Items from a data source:
┌──

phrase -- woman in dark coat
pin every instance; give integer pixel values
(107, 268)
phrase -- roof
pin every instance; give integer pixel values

└──

PROBLEM REQUIREMENTS =>
Copy every item above line for line, with nothing altered.

FINAL RESULT =>
phrase -- woman in dark coat
pin every instance; give integer pixel values
(107, 268)
phrase -- roof
pin every instance; give integer pixel values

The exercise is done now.